##### Recorded data #####

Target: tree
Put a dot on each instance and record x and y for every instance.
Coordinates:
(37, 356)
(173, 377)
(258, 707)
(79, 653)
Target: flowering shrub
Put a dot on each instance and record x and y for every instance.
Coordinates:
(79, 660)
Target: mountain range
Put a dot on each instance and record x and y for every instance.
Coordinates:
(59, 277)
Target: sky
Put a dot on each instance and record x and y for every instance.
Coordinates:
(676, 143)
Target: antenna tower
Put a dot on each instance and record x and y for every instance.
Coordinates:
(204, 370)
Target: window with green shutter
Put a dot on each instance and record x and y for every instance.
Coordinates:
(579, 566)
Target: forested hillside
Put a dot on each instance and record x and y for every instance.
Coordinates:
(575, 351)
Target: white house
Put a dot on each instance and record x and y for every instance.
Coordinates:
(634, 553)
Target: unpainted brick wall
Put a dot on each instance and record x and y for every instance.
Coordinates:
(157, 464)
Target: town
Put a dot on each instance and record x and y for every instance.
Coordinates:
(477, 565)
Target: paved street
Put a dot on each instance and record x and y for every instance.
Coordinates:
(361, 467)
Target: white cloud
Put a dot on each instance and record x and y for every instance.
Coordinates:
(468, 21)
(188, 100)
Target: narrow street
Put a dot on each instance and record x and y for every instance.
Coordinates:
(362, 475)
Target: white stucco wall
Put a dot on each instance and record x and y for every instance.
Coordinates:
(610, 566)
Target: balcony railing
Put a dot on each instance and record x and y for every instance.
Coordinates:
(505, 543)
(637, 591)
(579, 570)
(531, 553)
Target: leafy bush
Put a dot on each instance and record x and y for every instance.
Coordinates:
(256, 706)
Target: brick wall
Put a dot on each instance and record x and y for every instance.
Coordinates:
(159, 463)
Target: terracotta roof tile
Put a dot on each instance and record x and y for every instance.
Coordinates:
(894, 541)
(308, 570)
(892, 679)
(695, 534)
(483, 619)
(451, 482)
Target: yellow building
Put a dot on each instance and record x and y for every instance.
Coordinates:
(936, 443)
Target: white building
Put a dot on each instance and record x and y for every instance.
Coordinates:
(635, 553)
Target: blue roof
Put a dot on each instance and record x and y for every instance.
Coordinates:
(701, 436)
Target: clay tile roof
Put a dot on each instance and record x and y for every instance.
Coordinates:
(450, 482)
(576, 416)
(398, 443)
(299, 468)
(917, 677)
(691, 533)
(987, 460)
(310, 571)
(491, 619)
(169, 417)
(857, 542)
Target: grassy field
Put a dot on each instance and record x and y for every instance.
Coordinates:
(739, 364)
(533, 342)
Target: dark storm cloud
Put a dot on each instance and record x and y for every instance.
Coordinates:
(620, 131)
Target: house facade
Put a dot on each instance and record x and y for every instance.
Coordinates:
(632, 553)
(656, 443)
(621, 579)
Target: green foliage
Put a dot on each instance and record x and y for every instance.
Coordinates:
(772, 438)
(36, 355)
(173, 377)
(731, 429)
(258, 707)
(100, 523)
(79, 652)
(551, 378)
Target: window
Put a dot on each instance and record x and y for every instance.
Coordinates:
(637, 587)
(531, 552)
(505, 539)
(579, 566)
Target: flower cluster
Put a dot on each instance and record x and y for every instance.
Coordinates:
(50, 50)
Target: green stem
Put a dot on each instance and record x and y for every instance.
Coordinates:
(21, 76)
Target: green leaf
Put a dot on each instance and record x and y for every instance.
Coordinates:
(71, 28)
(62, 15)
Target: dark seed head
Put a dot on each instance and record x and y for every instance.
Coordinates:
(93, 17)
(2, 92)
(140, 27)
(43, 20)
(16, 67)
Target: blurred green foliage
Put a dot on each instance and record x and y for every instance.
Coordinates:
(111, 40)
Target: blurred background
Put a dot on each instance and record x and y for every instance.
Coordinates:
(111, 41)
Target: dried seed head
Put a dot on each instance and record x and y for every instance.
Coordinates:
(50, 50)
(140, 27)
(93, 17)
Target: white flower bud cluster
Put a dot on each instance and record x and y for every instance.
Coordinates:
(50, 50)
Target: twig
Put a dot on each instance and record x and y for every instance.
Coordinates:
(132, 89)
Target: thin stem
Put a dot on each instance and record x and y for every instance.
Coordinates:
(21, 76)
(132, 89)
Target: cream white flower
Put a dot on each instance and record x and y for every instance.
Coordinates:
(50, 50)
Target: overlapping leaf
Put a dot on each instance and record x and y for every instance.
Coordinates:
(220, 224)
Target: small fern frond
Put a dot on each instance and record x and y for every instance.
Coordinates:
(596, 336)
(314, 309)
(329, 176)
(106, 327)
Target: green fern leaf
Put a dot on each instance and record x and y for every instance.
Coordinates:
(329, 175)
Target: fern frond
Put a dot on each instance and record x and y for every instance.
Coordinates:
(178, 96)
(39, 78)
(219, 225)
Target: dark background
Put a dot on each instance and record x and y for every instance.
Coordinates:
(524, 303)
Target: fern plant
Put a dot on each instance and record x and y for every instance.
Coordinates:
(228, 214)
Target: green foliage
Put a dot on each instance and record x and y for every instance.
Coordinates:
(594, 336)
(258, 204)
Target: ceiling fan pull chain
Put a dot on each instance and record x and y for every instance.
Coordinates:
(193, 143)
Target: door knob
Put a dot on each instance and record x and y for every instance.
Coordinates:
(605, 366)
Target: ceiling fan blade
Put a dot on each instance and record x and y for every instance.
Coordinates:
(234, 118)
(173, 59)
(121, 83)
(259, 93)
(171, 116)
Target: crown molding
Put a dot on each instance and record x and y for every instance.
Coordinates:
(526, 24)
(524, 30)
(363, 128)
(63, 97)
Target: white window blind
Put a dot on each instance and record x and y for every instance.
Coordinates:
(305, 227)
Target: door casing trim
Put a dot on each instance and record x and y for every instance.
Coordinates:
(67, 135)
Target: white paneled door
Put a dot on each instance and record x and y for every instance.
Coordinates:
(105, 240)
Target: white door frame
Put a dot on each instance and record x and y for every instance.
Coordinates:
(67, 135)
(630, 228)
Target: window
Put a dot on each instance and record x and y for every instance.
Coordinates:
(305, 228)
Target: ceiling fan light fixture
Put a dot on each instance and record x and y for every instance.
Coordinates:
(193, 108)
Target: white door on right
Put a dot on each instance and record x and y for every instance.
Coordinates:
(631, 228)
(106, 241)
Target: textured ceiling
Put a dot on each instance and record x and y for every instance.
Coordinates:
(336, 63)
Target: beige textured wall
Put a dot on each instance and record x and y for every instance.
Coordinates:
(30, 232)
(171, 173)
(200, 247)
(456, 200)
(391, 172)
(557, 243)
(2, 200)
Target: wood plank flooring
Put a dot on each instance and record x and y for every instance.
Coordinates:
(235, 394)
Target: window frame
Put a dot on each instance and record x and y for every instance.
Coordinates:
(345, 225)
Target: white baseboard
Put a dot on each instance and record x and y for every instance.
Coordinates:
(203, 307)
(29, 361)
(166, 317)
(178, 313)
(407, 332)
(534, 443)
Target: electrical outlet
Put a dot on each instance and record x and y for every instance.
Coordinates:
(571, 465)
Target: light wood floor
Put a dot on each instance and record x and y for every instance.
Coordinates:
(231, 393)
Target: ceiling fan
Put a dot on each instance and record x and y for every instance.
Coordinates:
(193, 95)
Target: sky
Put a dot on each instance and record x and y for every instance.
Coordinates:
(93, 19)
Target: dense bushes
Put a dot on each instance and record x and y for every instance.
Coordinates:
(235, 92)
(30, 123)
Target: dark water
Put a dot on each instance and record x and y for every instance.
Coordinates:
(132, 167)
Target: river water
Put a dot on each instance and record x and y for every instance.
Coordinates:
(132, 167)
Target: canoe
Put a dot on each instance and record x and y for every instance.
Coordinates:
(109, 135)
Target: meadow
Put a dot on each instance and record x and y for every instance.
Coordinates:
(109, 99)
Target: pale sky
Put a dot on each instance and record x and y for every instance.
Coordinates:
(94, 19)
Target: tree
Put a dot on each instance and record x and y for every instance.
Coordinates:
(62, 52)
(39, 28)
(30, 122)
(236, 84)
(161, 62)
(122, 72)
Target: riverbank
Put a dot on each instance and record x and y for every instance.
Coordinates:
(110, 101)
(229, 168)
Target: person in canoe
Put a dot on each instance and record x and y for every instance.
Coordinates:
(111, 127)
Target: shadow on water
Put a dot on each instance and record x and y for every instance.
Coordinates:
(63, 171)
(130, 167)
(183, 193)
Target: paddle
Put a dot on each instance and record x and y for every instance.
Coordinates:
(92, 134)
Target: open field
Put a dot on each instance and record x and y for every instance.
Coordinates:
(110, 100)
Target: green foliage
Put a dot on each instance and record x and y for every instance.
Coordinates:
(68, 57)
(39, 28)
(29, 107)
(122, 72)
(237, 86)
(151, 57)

#####

# [What the task asks]
Reproduce, word for word, only the lines from the one that contains "Target: pale sky" through the final line.

# [Solution for this exercise]
Target: pale sky
Put a dot on each instance and record x and y for every instance.
Coordinates:
(94, 19)
Target: tree
Put a dot on each instance and record x and y for every instance.
Coordinates:
(62, 52)
(39, 28)
(30, 122)
(236, 84)
(161, 62)
(122, 72)
Target: riverbank
Put a dot on each instance and record x and y for every instance.
Coordinates:
(110, 101)
(229, 168)
Target: person in canoe
Put a dot on each instance and record x and y for every instance.
Coordinates:
(111, 127)
Target: shadow on water
Put a dot on each instance and record x and y for every instance.
Coordinates:
(63, 171)
(130, 167)
(183, 193)
Target: paddle
Put a dot on each instance and record x and y for every instance.
Coordinates:
(92, 134)
Target: open field
Put a dot on each instance and record x and y for every instance.
Coordinates:
(110, 100)
Target: green foliage
Put a dot on each instance and record x and y for every instance.
Coordinates:
(68, 57)
(39, 28)
(29, 107)
(122, 72)
(237, 86)
(151, 57)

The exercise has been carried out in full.